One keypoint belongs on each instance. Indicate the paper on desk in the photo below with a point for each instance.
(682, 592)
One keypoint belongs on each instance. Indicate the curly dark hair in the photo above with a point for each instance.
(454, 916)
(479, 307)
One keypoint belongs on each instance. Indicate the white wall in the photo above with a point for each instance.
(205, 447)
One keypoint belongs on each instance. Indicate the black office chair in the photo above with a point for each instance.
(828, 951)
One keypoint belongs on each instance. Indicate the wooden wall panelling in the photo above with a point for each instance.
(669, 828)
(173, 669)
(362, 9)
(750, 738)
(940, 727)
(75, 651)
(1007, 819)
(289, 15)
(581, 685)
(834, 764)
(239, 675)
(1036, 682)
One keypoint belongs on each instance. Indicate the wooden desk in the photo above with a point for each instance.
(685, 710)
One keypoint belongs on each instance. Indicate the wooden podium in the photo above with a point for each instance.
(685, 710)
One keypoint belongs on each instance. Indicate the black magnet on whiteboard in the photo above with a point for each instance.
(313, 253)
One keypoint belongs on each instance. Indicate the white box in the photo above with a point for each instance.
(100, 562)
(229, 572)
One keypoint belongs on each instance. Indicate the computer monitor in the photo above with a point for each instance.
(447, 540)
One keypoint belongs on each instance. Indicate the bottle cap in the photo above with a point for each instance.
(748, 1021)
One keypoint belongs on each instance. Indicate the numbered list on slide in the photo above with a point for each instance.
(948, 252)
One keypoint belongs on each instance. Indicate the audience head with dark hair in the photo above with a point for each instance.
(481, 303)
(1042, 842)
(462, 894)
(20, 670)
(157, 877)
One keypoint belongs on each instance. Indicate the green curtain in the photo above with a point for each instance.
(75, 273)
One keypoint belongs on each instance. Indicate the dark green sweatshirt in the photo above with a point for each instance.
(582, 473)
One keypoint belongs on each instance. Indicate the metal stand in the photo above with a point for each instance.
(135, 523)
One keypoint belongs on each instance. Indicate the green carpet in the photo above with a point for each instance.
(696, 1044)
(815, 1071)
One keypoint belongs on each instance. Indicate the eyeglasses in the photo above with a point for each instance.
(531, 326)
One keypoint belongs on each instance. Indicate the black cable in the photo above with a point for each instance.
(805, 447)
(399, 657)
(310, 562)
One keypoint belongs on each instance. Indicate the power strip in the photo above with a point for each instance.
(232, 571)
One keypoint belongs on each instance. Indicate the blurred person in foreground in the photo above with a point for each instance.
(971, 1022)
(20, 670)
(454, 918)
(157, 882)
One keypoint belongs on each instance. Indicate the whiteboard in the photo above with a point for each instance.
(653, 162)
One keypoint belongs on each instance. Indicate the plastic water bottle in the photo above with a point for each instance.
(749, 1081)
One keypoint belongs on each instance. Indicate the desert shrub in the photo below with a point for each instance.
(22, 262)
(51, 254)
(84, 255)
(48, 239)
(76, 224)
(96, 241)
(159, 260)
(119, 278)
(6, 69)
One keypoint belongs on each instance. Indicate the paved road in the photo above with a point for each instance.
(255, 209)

* Set exercise
Quote the entire listing above exactly.

* Task answer
One keypoint belongs on each instance. Indicate the paper on desk in the photo below with a point for each instance.
(682, 592)
One keypoint belongs on each instance. Indicate the curly dark hair in the photo above with a point for each instance.
(454, 916)
(479, 307)
One keypoint belongs on each instance. Indicate the white wall in the photo above with a point for each instance.
(205, 447)
One keypoint belongs on each instance. Indicate the black office chair in the photo above with a point for each instance.
(828, 951)
One keypoint belongs on each instance. Indicate the wooden wall panelling in the photo above with a point for each instance.
(669, 828)
(173, 669)
(362, 9)
(750, 738)
(940, 727)
(75, 651)
(1007, 819)
(289, 15)
(581, 685)
(834, 764)
(239, 675)
(1036, 682)
One keypoint belongs on each instance. Indicate the wooden desk in the photo above with a point for each instance.
(685, 710)
One keypoint belongs on each instance. Indicate the wooden podium in the photo above with a point for each instance.
(685, 710)
One keypoint belongs on each instance. Indicate the black magnet on whiteboard in the photo above with a point for each instance.
(313, 253)
One keypoint belongs on each instance. Indicate the white box in the photo above with a point for each instance.
(100, 562)
(229, 572)
One keypoint belongs on each instance. Indicate the computer monitor in the photo above with a point for each instance.
(447, 540)
One keypoint belongs on each instance. Indicate the bottle cap in the photo above with a point for each instance.
(748, 1021)
One keypoint belongs on each instance. Indicate the numbered list on slide in the photo above with a point for each instance.
(948, 252)
One keypoint belongs on each instance. Indicate the audience head with dark hair in the photo above with a point for each instance.
(481, 303)
(1042, 842)
(462, 894)
(20, 670)
(157, 877)
One keypoint belongs on each instance. Indicate the green curtain in the photo above with a point for each instance.
(75, 273)
One keypoint belongs on each instance. Indicate the dark green sweatshirt in the photo above with a point for each instance.
(582, 473)
One keypoint belongs on each instance. Indicate the metal stand in the photo above with a point for each instance.
(135, 523)
One keypoint belongs on each instance. Indicate the green carpet in the photo above with a point for each instance.
(696, 1044)
(815, 1071)
One keypoint belongs on each instance. Indicate the eyeglasses in the photo above with a point for each instance.
(531, 326)
One keypoint belongs on each instance. Indicate the black cable in the photo above with a point for each instance.
(805, 447)
(399, 657)
(310, 562)
One keypoint belongs on each instance. Indicate the power strip in the photo above with a point for each instance.
(232, 571)
One keypoint belongs on each instance. Indicate the blurred person in foreground in the photo above with a point for each instance.
(971, 1022)
(20, 670)
(454, 918)
(157, 882)
One keypoint belongs on each instance. Indicate the whiteboard in the photo above with a point for each instance.
(653, 162)
One keypoint belongs on each instance. Indicate the plastic water bottle in the photo above with a point for each instance.
(749, 1081)
One keypoint belongs on each instance. Indicate the desert shrub in the photo below with a point for each instance.
(22, 262)
(51, 254)
(84, 255)
(48, 239)
(76, 224)
(96, 241)
(159, 260)
(119, 278)
(6, 69)
One keypoint belongs on each instance. Indicate the paved road in the photo above with a point for each instance.
(255, 209)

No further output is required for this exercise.